> YOUR INSTRUCTIONS: Reproduce the whole of the data exactly.

•••••

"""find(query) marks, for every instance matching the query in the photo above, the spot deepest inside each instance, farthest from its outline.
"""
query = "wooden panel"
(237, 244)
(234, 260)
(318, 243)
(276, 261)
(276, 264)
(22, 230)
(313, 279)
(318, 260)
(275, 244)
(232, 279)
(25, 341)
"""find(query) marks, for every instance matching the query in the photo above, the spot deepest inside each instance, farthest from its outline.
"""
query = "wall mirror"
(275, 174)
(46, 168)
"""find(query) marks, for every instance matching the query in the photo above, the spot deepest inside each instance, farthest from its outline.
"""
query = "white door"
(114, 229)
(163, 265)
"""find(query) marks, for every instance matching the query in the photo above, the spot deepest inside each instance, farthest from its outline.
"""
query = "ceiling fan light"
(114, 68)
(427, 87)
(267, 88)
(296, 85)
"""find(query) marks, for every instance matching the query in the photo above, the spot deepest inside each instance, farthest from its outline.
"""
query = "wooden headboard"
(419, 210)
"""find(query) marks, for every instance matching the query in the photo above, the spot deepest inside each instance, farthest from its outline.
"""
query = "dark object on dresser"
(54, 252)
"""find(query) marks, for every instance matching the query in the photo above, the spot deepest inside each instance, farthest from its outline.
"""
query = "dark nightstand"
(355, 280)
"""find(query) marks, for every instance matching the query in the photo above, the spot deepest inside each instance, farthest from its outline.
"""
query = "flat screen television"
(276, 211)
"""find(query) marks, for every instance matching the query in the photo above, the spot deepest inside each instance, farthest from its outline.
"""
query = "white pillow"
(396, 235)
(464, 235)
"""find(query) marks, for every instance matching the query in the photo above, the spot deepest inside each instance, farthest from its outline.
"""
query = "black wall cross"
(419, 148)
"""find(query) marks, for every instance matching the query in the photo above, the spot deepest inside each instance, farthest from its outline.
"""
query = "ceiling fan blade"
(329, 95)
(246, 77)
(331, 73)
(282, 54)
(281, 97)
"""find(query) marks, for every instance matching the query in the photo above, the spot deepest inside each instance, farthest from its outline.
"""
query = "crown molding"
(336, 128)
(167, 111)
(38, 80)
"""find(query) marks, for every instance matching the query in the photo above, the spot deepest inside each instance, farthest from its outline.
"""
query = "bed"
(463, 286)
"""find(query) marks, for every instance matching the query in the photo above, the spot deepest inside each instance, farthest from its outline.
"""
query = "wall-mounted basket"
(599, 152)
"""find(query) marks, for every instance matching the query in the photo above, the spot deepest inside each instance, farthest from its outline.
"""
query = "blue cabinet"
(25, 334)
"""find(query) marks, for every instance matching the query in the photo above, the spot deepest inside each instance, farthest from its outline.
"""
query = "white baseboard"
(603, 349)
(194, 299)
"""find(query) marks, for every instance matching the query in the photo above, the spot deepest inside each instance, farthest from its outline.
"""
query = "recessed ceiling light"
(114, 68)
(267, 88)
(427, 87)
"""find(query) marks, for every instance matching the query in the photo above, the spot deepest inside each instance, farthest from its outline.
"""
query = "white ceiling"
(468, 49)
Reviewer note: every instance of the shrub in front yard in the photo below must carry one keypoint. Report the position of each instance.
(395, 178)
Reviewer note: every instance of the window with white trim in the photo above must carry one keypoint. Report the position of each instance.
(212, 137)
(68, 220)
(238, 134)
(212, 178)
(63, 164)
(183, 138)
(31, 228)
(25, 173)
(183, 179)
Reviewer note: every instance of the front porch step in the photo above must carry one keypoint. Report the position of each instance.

•••••

> EXPECTED ANSWER:
"""find(query) marks, for every instance matching the query in the photo above, the spot deepest inside each instance, farthest from its outline.
"""
query = "wooden panel"
(237, 244)
(234, 260)
(318, 243)
(276, 261)
(276, 264)
(22, 230)
(313, 279)
(318, 260)
(275, 244)
(232, 279)
(25, 341)
"""find(query) marks, for every instance matching the query in the photo above, the spot deepest inside each instance, farthest from its outline.
"""
query = "wall mirror"
(275, 174)
(46, 168)
"""find(query) marks, for every instance matching the query in the photo above, the spot deepest inside each instance, farthest from its outline.
"""
query = "white door"
(114, 229)
(163, 265)
"""find(query) marks, for every instance matching the query in the photo above, the spot deepest inside each instance, farthest from its outline.
"""
query = "ceiling fan light"
(114, 68)
(427, 87)
(267, 88)
(296, 85)
"""find(query) marks, for every instance matching the query in the photo above, the spot deepest inside each instance, farthest from its outline.
"""
query = "wooden headboard"
(419, 210)
"""find(query) marks, for every instance matching the query in the photo above, the spot deepest inside each instance, farthest from its outline.
"""
query = "dark object on dresser"
(54, 252)
"""find(query) marks, for every instance matching the query in the photo above, the spot deepest inside each instance, farthest from its outline.
"""
query = "dark nightstand"
(355, 280)
"""find(query) marks, for every instance matching the query in the photo above, the spot deepest inside each instance, farthest from its outline.
"""
query = "flat screen television"
(276, 211)
"""find(query) marks, for every instance matching the query in the photo above, the spot deepest inside each instance, farthest from its outline.
"""
query = "white pillow"
(396, 235)
(464, 235)
"""find(query) marks, for every instance matching the query in the photo above, the spot deepest inside each instance, farthest from its outline.
"""
query = "black wall cross"
(419, 148)
"""find(query) marks, for every instance matching the query in the photo above, the spot deepest inside each instance, farthest from its outline.
"""
query = "ceiling fan blade"
(329, 95)
(246, 77)
(331, 73)
(282, 54)
(281, 97)
"""find(query) marks, for every instance matching the query in the photo above, the spot deepest inside each instance, farthest from its outline.
"""
query = "crown molding"
(336, 128)
(167, 111)
(38, 80)
"""find(query) marks, for every instance matching the query in the photo above, the spot deepest inside each instance, farthest from its outline.
"""
query = "bed"
(463, 286)
"""find(query) marks, for every instance matching the query in the photo above, the spot deepest inside each instance, farthest from its outline.
"""
query = "wall-mounted basket"
(599, 152)
"""find(query) marks, for every instance matching the query in the photo above, the spot deepest inside each instance, farthest from its outline.
"""
query = "blue cabinet"
(25, 334)
"""find(query) marks, for every instance matching the query in the photo above, the spot deepest inside each instance, farthest from its outline.
"""
query = "white baseboard"
(603, 349)
(194, 299)
"""find(query) marks, for every instance matching the query in the photo above, the spot deepest inside each instance, farthest from its outline.
"""
query = "recessed ceiling light"
(114, 68)
(267, 88)
(427, 87)
"""find(query) marks, for every instance matching the query in the photo above, the spot deepest inside each instance, farthest from its outline.
"""
query = "white ceiling"
(468, 49)
Reviewer note: every instance of the shrub in front yard in the photo below must carry one keypoint. Report the position of each instance.
(395, 178)
Reviewer note: every instance of the window with white trim in the photo above must carry one keypoint. Report the position of each instance.
(212, 137)
(68, 220)
(238, 134)
(212, 178)
(63, 164)
(183, 138)
(31, 228)
(25, 173)
(183, 179)
Reviewer note: every instance of the front porch step in the photo above must carry one keypoint. Report the position of each instance.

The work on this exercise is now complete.